Count the lines in the items below that contain the string "tank". Reply with the number only.
───
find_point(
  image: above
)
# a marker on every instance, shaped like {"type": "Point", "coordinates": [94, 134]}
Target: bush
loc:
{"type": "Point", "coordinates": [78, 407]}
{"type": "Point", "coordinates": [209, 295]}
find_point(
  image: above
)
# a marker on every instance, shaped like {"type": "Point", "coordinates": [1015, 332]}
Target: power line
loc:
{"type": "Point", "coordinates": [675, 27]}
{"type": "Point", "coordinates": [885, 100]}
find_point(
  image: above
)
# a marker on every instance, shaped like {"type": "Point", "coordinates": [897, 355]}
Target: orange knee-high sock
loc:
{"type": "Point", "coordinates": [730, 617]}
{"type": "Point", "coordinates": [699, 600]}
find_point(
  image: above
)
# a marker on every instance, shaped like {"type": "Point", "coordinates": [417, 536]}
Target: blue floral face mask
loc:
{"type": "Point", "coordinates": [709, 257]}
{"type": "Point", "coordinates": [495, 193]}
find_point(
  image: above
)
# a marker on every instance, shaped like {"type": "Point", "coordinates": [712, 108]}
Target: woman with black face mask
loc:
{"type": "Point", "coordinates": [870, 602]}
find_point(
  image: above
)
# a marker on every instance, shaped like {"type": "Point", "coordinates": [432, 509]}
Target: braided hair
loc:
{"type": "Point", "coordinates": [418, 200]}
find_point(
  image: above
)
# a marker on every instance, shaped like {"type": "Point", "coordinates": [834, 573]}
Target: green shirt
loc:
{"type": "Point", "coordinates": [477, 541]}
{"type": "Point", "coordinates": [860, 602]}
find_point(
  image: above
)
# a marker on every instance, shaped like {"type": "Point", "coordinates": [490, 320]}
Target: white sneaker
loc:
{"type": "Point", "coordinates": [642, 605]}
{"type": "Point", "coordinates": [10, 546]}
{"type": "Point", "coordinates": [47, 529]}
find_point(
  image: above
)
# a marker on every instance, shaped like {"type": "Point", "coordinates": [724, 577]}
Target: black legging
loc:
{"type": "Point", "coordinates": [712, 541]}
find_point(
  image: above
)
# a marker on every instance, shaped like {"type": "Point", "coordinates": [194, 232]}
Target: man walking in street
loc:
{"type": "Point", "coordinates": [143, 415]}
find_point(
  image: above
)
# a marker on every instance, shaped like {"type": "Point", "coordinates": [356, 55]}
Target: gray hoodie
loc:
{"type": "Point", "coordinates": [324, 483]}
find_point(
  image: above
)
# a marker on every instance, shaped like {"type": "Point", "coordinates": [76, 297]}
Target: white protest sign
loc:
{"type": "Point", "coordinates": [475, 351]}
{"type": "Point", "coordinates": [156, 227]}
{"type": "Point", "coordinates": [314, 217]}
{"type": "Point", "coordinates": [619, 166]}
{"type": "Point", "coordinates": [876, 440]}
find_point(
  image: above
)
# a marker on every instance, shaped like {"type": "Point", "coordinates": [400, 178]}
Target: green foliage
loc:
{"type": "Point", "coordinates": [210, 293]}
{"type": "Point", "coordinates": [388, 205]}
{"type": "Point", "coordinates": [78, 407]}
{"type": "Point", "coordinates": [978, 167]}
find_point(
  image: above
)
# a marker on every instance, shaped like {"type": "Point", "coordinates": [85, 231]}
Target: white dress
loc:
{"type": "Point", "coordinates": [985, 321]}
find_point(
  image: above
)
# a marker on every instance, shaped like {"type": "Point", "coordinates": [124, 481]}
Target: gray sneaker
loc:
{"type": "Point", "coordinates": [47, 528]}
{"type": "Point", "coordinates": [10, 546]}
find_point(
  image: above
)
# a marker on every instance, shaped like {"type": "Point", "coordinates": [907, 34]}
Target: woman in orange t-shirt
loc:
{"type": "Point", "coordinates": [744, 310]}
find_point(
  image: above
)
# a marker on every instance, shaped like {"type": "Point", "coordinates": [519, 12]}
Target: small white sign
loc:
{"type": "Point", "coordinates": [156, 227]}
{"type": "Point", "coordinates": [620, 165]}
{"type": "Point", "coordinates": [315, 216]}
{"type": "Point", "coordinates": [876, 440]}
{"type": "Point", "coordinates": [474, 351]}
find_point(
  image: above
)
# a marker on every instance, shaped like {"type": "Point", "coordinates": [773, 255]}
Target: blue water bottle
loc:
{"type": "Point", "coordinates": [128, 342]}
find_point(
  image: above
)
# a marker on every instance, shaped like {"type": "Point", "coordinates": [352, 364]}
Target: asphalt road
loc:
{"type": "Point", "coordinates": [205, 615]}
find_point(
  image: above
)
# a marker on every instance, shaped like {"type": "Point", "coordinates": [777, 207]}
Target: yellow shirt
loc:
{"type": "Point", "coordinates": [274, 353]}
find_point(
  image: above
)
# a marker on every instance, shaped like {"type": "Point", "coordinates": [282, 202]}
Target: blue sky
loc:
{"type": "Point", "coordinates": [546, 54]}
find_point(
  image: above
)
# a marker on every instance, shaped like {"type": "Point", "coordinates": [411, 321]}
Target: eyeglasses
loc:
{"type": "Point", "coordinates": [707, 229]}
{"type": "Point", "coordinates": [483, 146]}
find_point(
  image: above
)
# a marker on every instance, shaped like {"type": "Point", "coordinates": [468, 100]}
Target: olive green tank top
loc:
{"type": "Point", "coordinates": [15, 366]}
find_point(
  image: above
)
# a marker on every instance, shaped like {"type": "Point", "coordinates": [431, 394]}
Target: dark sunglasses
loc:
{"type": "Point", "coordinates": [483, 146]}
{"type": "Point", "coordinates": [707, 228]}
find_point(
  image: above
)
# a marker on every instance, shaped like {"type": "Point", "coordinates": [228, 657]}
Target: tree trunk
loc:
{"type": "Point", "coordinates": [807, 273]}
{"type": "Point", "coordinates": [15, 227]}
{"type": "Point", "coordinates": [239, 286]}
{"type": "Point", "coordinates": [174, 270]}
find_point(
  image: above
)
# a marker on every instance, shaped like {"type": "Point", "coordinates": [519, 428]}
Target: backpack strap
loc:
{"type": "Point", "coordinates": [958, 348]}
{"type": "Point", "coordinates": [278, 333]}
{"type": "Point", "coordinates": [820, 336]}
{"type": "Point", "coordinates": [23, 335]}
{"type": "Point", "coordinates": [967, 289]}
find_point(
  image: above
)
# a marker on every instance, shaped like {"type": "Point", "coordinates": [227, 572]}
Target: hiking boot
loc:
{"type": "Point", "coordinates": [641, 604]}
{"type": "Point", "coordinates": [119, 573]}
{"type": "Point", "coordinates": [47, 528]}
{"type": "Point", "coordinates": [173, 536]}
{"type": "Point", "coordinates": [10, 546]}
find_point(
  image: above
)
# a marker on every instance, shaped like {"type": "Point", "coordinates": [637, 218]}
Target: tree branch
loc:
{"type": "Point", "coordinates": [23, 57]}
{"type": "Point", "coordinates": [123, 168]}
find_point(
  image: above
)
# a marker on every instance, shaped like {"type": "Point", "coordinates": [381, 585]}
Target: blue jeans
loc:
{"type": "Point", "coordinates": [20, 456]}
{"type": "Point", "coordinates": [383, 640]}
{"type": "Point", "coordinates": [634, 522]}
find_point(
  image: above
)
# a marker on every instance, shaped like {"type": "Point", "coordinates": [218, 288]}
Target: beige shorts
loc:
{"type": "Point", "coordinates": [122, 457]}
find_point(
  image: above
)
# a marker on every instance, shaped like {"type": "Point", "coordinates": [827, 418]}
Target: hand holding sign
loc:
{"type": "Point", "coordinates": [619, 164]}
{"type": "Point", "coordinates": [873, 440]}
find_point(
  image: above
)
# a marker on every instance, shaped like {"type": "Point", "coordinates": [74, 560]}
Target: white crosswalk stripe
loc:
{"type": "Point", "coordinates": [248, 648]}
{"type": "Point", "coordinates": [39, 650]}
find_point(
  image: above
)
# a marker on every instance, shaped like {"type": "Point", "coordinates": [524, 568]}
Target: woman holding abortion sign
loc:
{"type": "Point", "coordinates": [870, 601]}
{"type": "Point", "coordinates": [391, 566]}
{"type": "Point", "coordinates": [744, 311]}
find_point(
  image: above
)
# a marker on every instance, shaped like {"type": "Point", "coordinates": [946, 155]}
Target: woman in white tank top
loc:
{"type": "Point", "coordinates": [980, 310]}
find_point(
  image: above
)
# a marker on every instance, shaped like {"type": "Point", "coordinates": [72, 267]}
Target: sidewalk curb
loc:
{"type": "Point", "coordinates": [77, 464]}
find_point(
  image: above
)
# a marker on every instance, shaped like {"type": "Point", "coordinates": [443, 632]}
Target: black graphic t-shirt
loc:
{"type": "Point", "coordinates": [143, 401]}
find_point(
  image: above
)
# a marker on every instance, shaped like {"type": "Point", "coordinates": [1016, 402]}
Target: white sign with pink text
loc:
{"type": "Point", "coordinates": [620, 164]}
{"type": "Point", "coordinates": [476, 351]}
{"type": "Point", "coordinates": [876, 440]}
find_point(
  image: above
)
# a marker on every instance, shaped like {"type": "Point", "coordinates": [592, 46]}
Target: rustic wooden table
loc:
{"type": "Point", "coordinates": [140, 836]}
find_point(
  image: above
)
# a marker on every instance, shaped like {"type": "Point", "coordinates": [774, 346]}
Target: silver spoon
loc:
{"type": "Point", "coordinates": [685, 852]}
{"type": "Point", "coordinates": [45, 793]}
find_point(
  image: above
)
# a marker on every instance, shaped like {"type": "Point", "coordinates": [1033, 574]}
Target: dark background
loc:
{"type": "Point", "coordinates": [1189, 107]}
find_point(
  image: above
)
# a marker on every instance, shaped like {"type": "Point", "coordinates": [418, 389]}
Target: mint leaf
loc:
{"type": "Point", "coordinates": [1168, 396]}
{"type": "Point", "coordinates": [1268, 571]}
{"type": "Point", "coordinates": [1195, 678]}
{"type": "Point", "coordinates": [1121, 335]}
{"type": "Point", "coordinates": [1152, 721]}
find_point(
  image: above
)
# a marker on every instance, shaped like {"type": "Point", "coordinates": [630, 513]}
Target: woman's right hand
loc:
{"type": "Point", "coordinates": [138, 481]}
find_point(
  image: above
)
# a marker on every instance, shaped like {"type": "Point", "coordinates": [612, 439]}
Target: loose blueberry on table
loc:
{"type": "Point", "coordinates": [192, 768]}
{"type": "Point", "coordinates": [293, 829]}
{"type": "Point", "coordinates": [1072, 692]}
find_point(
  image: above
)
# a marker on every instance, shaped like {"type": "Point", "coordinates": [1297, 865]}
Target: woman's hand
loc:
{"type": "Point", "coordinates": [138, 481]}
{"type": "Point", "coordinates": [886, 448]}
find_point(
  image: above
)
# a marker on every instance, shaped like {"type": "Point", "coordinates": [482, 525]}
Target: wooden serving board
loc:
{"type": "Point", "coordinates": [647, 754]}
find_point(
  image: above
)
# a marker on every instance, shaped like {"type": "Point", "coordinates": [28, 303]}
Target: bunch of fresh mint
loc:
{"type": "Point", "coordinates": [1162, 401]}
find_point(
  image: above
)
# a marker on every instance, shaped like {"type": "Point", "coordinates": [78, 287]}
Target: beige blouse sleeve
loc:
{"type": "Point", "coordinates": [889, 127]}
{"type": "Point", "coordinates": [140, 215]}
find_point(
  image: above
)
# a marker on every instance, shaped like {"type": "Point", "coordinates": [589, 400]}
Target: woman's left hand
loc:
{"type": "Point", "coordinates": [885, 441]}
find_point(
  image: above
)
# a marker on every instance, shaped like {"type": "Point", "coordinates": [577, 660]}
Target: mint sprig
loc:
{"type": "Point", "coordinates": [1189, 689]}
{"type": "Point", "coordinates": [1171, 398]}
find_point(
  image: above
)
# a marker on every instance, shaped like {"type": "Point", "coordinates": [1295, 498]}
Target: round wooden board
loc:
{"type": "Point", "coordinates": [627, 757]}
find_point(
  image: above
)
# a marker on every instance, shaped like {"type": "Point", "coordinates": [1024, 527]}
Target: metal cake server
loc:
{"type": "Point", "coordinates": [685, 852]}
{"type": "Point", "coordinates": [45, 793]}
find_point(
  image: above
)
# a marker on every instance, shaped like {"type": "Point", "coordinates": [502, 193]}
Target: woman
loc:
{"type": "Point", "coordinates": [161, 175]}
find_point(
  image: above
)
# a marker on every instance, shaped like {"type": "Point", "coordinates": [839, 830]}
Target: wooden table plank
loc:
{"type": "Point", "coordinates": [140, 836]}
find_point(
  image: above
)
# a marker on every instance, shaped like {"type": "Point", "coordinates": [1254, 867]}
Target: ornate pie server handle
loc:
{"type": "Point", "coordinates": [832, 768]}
───
## Answer for the task
2